** Exercise objective **
Gather every line of the entries below that contains the word "green".

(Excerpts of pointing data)
——————

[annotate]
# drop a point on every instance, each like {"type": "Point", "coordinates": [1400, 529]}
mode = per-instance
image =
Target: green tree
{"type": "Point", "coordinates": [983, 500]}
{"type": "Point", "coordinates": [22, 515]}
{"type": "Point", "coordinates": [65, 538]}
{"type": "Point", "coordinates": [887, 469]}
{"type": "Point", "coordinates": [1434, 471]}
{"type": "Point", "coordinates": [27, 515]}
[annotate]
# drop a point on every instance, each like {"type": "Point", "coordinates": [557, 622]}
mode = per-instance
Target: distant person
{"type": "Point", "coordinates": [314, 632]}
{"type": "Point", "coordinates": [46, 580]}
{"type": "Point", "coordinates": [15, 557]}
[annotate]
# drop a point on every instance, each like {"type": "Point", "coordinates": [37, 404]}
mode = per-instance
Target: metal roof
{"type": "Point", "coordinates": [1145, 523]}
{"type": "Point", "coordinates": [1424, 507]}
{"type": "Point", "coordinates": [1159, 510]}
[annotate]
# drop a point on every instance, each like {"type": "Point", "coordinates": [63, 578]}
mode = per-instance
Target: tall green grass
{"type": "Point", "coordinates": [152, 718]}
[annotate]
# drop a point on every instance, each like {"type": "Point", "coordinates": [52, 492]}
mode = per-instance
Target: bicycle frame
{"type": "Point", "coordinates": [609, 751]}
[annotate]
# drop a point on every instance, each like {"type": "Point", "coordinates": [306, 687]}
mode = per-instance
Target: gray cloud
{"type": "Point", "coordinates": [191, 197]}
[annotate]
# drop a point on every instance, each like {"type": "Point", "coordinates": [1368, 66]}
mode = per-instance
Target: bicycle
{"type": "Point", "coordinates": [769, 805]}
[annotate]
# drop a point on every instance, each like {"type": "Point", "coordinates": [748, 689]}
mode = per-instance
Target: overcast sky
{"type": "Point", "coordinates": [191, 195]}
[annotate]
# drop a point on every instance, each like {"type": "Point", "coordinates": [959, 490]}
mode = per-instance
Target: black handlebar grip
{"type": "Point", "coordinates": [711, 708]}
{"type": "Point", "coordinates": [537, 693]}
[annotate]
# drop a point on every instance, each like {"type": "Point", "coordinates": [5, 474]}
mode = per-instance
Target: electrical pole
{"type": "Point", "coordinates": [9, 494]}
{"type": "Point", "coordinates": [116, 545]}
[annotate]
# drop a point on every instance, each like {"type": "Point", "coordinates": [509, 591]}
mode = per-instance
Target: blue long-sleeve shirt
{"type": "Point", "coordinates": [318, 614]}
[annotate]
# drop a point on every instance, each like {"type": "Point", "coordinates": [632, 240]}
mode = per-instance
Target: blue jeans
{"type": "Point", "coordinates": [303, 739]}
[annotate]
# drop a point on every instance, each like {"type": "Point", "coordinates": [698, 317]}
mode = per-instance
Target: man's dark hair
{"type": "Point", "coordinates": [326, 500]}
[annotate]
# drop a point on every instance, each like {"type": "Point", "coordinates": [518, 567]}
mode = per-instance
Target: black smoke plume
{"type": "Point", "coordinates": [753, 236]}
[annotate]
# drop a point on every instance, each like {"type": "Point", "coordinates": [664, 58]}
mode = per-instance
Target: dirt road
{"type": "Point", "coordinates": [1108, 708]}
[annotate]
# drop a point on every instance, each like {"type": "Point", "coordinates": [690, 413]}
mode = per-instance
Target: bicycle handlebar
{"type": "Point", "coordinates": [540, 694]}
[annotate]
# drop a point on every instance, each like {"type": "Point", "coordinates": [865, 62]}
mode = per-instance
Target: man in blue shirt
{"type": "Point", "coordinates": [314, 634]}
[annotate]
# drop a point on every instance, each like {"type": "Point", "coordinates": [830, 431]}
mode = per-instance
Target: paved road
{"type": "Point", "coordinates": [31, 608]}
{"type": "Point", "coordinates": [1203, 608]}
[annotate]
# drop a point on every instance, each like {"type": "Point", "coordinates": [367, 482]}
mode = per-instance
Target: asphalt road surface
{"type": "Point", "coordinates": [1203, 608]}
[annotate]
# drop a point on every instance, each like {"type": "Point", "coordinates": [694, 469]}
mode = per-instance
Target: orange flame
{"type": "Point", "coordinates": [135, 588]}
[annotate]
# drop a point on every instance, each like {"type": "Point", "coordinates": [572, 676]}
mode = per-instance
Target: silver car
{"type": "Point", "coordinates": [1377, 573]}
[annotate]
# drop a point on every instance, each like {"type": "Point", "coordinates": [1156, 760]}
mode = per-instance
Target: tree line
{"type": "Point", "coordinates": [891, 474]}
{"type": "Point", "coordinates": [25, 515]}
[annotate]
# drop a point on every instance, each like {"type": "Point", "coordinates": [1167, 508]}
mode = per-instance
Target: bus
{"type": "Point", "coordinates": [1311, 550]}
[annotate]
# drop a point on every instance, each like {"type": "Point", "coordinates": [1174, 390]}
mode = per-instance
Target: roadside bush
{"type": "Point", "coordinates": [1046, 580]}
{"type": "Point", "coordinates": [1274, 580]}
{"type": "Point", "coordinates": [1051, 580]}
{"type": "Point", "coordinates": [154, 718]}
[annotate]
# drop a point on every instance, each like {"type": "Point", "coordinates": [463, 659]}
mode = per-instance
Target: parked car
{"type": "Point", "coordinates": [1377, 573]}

——————

** Task solution **
Target: green tree
Target: tall green grass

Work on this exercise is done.